• TEXTE D'ÉTUDE
+--

Les équipes soutenues par l’ UJFP continuent à travailler
Et malgré tout cela, certains refusent d’abandonner. Les équipes de l’UJFP continuent de travailler sur le terrain, jour après jour, heure après heure, au milieu des bombardements, de la faim et du danger. Elles n’ont ni ressources suffisantes ni protection, et pourtant elles cuisinent, distribuent les repas, les livrent aux familles les plus nécessiteuses, notamment dans les zones de déplacement. Depuis vendredi dernier, le centre de distribution a été déplacé d’Abu Taima à Mawasi, à Khan Younès, après que toutes les zones à l’est aient été bombardées, forçant un déplacement massif. L’équipe continue, envers et contre tout, parce qu’elle croit que le devoir humanitaire ne peut être reporté, et que cuisiner en temps de famine est en soi un acte de résistance.
Gaza ne meurt pas, elle résiste
Gaza aujourd’hui ne demande pas de pitié, ne pleure pas pour susciter la compassion, mais crie du fond de la faim, de la mort et de l’abandon, dans l’espoir que le monde se réveille de son coma moral. À Gaza, de nouveaux chapitres de la tragédie sont écrits, non pas par les plumes des poètes, mais par des ventres vides, des yeux en larmes et des cœurs brisés. Ce n’est ni une exagération ni une dramatisation ; la famine est une réalité, la peur est constante, l’effondrement est total. L’occupation, qui détient les clés de vie et de mort, continue d’étrangler cette ville sans sourciller.

+--

• DONNÉES FOURNIES
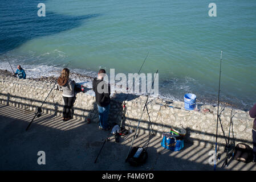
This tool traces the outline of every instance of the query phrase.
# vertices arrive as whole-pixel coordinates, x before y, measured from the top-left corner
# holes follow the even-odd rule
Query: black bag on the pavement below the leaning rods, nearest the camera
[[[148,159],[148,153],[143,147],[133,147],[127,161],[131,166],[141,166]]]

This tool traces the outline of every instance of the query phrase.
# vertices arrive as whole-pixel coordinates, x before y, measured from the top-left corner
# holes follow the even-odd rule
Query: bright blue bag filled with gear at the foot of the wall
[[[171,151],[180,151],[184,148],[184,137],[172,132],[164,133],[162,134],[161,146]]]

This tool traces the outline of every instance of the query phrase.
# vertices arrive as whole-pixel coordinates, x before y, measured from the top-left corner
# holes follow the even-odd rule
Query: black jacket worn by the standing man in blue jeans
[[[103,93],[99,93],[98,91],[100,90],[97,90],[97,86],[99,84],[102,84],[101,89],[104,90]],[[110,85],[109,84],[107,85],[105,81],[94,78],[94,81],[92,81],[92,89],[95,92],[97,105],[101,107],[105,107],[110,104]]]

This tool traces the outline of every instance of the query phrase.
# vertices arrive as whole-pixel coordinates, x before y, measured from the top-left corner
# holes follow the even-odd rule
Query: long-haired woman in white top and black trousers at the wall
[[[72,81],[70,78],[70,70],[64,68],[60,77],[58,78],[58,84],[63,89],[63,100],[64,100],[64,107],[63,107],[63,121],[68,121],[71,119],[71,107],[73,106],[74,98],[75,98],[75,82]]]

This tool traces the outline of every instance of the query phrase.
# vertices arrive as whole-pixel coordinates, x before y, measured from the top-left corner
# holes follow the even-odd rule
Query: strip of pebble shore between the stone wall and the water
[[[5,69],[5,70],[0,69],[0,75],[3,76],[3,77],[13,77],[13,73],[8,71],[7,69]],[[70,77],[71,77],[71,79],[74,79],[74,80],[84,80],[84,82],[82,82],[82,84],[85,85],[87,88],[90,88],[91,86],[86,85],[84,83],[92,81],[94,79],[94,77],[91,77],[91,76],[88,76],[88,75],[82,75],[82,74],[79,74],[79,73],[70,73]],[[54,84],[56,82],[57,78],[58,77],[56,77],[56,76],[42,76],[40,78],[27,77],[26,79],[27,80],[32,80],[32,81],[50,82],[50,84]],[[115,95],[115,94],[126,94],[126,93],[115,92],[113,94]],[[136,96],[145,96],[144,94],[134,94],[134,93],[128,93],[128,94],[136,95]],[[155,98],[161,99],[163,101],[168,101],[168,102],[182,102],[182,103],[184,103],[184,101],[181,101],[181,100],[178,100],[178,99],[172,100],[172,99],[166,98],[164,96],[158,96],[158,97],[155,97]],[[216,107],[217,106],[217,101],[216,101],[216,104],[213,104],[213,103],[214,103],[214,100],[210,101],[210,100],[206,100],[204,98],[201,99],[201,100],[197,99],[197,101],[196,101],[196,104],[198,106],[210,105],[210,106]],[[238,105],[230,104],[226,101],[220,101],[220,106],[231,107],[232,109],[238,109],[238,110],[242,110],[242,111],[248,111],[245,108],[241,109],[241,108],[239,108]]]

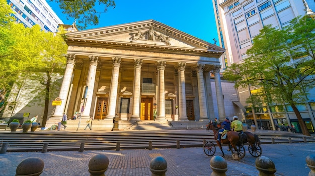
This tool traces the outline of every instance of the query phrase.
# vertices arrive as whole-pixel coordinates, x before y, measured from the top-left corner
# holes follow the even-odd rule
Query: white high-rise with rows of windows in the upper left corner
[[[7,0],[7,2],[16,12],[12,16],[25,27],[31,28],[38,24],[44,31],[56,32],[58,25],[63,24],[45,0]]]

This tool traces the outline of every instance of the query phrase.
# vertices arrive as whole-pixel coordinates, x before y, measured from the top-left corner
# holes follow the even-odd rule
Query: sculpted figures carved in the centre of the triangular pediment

+--

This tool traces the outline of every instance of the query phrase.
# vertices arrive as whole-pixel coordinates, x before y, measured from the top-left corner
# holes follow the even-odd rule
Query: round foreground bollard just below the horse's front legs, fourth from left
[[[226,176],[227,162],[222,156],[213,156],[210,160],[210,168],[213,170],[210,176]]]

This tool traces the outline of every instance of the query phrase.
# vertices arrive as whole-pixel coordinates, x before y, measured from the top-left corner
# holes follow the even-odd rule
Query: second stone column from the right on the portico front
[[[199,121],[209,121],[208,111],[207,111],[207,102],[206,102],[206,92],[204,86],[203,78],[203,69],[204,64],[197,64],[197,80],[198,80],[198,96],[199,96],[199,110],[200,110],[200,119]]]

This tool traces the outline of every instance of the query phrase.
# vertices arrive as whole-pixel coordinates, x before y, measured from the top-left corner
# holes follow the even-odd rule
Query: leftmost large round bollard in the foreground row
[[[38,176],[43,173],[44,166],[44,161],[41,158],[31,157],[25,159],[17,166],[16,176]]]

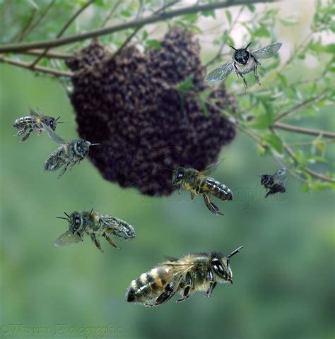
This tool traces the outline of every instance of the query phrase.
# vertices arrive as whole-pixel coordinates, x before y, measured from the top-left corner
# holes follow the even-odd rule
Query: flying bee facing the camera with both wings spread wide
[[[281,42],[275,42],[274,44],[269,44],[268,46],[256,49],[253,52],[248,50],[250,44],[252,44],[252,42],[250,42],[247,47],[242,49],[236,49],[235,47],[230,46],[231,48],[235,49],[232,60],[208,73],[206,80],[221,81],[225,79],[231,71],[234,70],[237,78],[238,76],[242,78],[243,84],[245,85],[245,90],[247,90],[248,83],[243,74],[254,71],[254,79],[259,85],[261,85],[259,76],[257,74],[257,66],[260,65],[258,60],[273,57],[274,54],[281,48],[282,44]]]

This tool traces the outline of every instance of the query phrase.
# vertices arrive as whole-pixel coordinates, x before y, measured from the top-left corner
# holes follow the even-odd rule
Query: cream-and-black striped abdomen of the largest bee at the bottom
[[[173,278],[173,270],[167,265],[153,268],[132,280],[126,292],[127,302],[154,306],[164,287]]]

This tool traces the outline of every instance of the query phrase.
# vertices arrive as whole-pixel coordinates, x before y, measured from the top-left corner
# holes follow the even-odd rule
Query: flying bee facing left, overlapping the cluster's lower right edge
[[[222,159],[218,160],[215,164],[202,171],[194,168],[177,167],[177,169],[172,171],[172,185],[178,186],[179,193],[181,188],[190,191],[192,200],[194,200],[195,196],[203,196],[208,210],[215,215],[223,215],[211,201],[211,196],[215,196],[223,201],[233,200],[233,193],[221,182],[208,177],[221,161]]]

+--

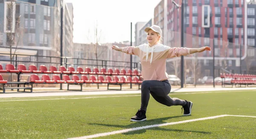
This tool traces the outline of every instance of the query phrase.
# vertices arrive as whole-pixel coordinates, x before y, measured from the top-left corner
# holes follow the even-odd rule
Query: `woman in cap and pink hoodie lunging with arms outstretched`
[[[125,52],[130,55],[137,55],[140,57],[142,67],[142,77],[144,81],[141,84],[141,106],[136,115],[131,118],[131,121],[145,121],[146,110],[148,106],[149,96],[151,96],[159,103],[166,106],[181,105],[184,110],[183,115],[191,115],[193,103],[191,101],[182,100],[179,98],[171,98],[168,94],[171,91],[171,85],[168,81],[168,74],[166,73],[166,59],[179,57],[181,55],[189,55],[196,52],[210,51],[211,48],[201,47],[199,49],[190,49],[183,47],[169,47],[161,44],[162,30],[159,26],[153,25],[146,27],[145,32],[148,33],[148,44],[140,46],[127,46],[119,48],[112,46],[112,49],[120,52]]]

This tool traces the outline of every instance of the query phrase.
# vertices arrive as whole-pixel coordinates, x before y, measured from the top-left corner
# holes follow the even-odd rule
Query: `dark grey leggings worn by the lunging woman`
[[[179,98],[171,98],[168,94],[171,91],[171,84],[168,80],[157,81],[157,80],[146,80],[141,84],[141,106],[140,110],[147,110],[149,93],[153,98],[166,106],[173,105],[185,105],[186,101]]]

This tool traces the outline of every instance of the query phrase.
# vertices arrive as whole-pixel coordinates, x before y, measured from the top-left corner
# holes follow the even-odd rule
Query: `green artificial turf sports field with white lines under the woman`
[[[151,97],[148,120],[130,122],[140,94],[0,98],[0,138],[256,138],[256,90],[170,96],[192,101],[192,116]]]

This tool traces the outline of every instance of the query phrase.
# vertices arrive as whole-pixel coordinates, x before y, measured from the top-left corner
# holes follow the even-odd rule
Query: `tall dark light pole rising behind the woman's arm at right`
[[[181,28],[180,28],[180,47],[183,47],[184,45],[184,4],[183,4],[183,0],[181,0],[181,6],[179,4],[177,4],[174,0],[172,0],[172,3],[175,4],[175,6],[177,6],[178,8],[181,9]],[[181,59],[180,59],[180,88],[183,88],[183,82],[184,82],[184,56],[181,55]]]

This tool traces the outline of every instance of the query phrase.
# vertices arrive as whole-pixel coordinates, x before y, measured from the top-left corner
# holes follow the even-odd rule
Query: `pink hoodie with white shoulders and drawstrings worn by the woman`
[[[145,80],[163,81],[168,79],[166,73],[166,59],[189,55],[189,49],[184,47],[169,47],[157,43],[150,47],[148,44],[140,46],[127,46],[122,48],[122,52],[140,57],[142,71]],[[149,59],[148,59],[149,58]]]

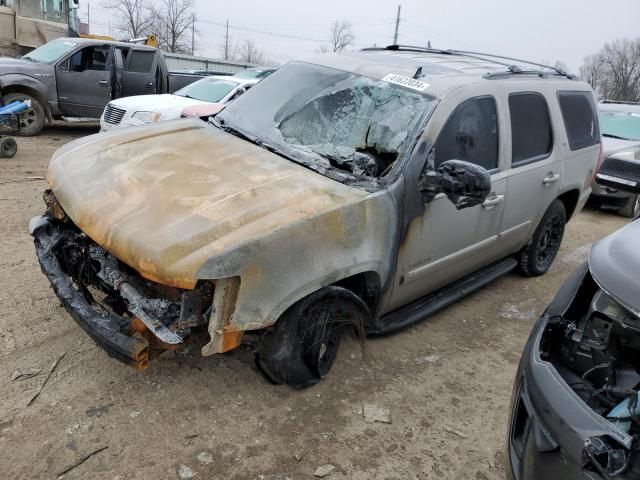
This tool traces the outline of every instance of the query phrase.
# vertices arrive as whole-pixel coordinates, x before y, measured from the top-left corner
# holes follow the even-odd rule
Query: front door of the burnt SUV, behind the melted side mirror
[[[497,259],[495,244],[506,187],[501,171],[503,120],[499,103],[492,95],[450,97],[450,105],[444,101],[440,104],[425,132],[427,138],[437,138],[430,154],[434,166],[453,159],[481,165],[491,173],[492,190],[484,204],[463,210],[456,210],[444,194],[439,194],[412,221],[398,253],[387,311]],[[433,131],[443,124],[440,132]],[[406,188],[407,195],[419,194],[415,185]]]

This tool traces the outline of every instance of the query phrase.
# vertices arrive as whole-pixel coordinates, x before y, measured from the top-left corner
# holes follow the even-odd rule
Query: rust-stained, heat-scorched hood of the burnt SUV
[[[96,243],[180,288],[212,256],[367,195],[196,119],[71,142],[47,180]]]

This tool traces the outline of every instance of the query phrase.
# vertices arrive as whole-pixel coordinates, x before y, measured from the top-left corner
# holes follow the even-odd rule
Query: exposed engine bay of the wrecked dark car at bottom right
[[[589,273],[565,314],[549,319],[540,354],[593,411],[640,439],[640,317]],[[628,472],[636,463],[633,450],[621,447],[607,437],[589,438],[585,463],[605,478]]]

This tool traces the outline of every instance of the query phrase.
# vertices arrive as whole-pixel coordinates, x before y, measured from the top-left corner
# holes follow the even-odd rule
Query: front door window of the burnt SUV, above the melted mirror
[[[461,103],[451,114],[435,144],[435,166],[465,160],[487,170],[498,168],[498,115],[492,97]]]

+--

• CONSIGNES
1: D'après le texte d'étude, répondez brièvement :
(a) De quel lieu vers quel lieu le centre de distribution a-t-il été déplacé depuis vendredi dernier ?
(b) Que représente en soi, selon l'équipe, le fait de cuisiner en temps de famine ?
(c) Par quoi, et non par quoi, les nouveaux chapitres de la tragédie sont-ils écrits à Gaza ?
2: Poursuivez le texte sur Gaza après sa dernière phrase.

• RÉSULTATS
1:
(a) D'Abu Taima à Mawasi, à Khan Younès.
(b) Un acte de résistance.
(c) Par des ventres vides, des yeux en larmes et des cœurs brisés, et non par les plumes des poètes.

2:
Ce qui se passe à Gaza n’est pas une fatalité, mais un acte humain, une politique déclarée, un crime impardonnable. Un peuple entier est puni pour avoir décidé de rester, de résister, de ne pas renoncer à son droit à la vie. Chaque minute qui passe sans intervention est une complicité silencieuse dans le meurtre d’un innocent, dans la famine d’un enfant, dans la destruction d’une mémoire collective.
Et malgré tout ce chaos, certains continuent de lutter — non pas avec des fusils, mais avec une louche, un repas chaud, une parole sincère. Il y a ceux qui nourrissent en temps de famine, pansent les blessures sous les bombes, et croient que la dignité ne s’achète pas, que la vie mérite d’être vécue, même en enfer.
Gaza ne meurt pas, elle résiste. Et son dernier appel n’est pas un aveu de défaite, mais une invitation à quiconque a encore une once de conscience : n’abandonnez pas ce peuple. Ne laissez pas la faim briser sa volonté. Car l’histoire n’oublie pas, les larmes ne sèchent pas, et la vérité, même retardée, ne meurt jamais.
Liens vers des vidéos de l’attaque contre le centre de distribution d’aide à Netzarim et de l’afflux massif de personnes sur le site.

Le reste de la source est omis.